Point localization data
--- START ---

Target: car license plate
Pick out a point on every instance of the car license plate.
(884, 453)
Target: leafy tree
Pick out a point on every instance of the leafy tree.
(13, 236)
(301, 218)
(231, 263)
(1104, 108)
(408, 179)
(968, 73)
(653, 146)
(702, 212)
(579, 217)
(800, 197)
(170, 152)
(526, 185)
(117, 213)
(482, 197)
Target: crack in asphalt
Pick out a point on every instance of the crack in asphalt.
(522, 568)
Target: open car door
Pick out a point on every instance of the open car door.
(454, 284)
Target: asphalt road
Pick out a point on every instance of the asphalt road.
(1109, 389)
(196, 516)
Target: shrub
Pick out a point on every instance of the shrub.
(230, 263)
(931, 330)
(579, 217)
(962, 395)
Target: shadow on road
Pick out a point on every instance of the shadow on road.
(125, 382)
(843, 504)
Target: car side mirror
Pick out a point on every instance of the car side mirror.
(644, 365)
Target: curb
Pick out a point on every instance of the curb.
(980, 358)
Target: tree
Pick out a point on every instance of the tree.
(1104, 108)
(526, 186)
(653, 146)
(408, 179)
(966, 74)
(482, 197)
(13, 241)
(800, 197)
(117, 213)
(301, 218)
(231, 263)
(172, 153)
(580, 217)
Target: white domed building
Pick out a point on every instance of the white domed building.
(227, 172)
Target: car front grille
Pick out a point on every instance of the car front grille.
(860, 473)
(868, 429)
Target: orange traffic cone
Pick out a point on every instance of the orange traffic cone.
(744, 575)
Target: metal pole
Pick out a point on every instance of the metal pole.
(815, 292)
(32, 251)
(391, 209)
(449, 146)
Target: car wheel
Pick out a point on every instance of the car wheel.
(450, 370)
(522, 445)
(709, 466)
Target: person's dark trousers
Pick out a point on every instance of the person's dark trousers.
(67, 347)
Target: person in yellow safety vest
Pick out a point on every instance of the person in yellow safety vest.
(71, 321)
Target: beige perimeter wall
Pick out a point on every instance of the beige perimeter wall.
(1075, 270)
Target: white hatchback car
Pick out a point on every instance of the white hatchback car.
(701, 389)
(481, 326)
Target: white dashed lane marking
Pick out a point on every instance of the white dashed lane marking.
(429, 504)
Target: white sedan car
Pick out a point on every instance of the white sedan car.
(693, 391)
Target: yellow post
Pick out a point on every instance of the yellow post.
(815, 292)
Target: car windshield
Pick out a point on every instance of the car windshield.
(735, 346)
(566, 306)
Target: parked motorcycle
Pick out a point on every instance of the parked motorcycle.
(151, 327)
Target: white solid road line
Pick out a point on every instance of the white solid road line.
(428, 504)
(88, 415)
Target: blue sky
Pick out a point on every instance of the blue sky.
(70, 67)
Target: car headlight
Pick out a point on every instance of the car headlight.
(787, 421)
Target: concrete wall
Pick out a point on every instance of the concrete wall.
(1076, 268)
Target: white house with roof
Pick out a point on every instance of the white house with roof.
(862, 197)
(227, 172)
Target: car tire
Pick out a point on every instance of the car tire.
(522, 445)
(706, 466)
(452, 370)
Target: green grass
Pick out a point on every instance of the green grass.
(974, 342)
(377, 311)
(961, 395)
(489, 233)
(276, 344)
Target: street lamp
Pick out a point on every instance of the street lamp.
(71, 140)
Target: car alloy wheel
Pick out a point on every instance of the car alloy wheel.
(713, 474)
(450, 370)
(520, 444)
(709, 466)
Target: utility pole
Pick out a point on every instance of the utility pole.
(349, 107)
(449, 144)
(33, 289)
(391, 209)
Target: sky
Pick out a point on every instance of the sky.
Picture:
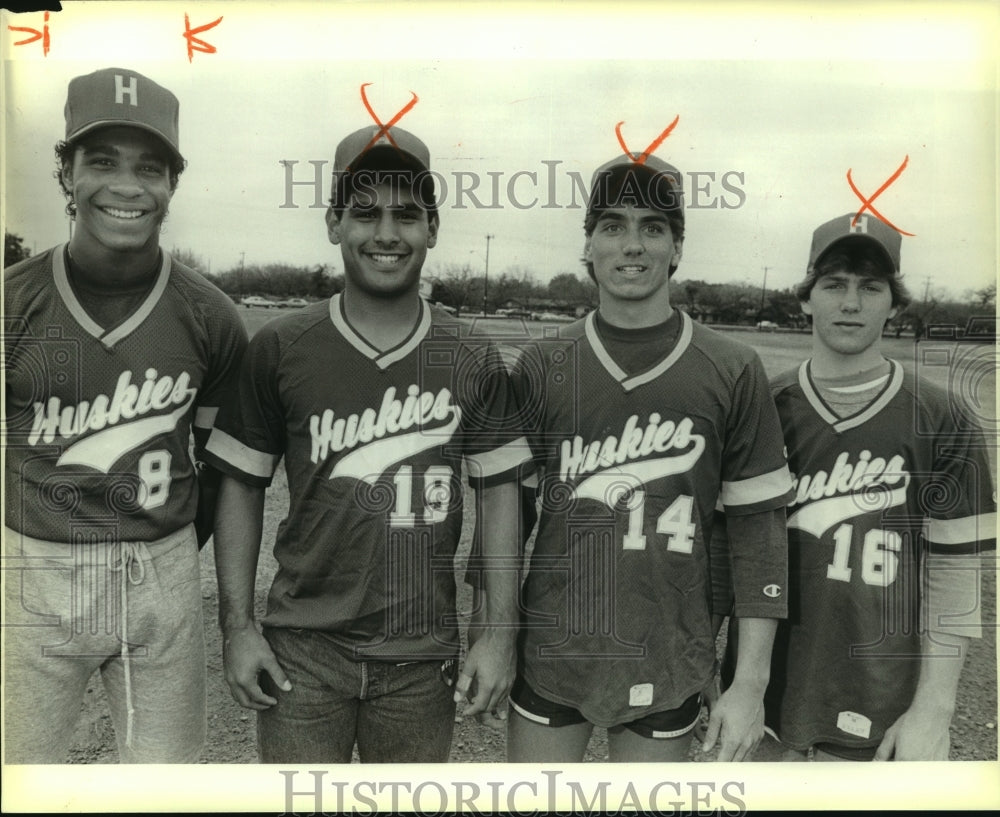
(774, 103)
(779, 99)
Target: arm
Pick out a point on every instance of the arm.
(921, 732)
(209, 480)
(950, 615)
(237, 548)
(489, 667)
(737, 720)
(756, 560)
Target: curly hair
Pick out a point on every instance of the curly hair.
(64, 160)
(859, 259)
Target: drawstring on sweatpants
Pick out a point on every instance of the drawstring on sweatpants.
(127, 559)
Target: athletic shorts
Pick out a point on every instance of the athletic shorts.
(672, 723)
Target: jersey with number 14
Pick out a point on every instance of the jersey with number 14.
(875, 493)
(618, 596)
(98, 421)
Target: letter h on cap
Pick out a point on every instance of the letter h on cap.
(122, 90)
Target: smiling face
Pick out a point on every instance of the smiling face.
(384, 235)
(632, 250)
(849, 312)
(119, 179)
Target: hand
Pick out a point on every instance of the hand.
(245, 654)
(738, 720)
(918, 734)
(487, 675)
(709, 697)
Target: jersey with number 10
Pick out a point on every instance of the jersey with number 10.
(618, 595)
(98, 421)
(875, 493)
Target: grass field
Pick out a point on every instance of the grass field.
(968, 369)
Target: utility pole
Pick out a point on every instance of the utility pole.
(486, 276)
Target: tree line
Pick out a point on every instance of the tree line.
(516, 290)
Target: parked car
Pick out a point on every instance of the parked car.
(257, 300)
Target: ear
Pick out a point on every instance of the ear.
(432, 226)
(66, 174)
(332, 226)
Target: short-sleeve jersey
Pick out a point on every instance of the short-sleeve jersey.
(616, 605)
(374, 444)
(874, 493)
(98, 421)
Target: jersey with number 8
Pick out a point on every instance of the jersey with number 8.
(99, 421)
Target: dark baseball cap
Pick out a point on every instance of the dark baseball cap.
(656, 182)
(362, 146)
(854, 228)
(120, 96)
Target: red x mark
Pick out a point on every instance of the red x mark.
(866, 204)
(196, 43)
(384, 129)
(42, 35)
(641, 159)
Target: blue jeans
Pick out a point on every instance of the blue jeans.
(395, 713)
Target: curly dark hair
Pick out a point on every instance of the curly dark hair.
(861, 259)
(64, 160)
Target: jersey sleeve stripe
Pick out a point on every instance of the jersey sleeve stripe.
(242, 457)
(204, 416)
(489, 464)
(775, 484)
(967, 530)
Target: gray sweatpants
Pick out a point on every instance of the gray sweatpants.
(68, 609)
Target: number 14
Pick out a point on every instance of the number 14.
(676, 522)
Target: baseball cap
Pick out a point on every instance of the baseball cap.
(120, 96)
(843, 229)
(359, 148)
(656, 181)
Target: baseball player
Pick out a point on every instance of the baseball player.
(893, 503)
(376, 401)
(115, 353)
(640, 421)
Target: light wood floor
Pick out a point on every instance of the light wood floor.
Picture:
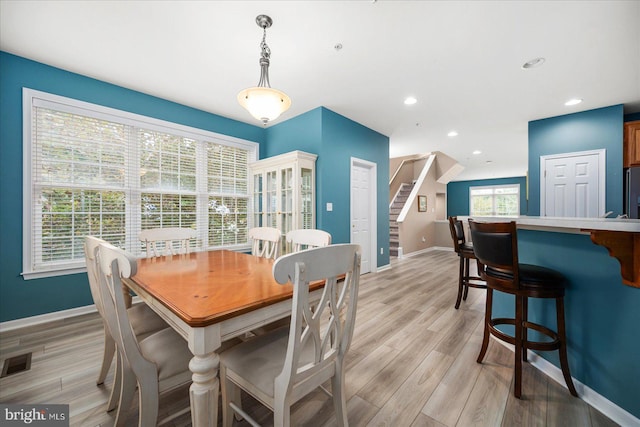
(411, 363)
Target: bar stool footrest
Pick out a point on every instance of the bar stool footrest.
(527, 344)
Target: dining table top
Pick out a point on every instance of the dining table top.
(203, 288)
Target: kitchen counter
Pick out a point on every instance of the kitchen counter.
(570, 225)
(601, 313)
(620, 236)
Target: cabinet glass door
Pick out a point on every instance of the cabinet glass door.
(286, 206)
(257, 200)
(271, 200)
(306, 194)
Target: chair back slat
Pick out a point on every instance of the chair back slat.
(456, 229)
(265, 241)
(320, 331)
(167, 241)
(113, 265)
(91, 244)
(307, 239)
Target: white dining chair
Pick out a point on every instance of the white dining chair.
(144, 321)
(284, 365)
(157, 363)
(167, 241)
(307, 238)
(265, 241)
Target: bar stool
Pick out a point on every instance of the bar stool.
(465, 252)
(496, 247)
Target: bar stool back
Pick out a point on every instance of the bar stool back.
(496, 247)
(465, 252)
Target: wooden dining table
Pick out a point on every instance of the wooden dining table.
(208, 298)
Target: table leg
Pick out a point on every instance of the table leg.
(204, 390)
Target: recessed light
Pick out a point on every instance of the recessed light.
(536, 62)
(574, 101)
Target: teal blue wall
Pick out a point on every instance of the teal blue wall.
(458, 193)
(602, 314)
(588, 130)
(24, 298)
(335, 139)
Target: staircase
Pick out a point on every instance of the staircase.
(394, 211)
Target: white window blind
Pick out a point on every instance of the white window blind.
(90, 170)
(499, 200)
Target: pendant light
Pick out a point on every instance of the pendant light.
(263, 102)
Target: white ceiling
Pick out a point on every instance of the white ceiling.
(461, 60)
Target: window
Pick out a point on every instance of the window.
(498, 200)
(92, 170)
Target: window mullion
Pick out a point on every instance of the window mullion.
(132, 186)
(202, 194)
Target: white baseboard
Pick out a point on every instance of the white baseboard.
(45, 318)
(608, 408)
(422, 251)
(51, 317)
(383, 268)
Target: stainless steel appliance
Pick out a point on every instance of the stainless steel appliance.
(632, 192)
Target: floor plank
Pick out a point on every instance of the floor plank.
(412, 362)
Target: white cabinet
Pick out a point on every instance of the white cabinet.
(283, 190)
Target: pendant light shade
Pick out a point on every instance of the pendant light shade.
(263, 102)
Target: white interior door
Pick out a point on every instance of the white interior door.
(572, 184)
(363, 212)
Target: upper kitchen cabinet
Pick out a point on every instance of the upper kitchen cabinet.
(631, 150)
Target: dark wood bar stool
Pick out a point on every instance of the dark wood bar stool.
(496, 247)
(464, 250)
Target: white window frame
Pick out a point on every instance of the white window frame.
(493, 187)
(33, 98)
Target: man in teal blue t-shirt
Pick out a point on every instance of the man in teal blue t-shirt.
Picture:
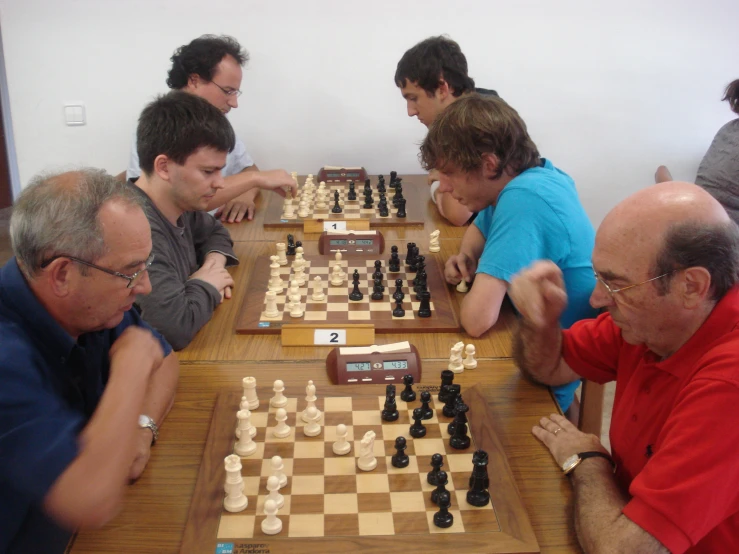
(528, 210)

--- END ---

*WHAT YOU HAVE TO DO*: Extract the lines above, from the first one through the one containing "Target: leafy tree", and return only those, unchanged.

*SOLUTION FOR THIS EXERCISE*:
Target: car license plate
Pick out a point on every instance of the car license plate.
(884, 453)
Target: leafy tree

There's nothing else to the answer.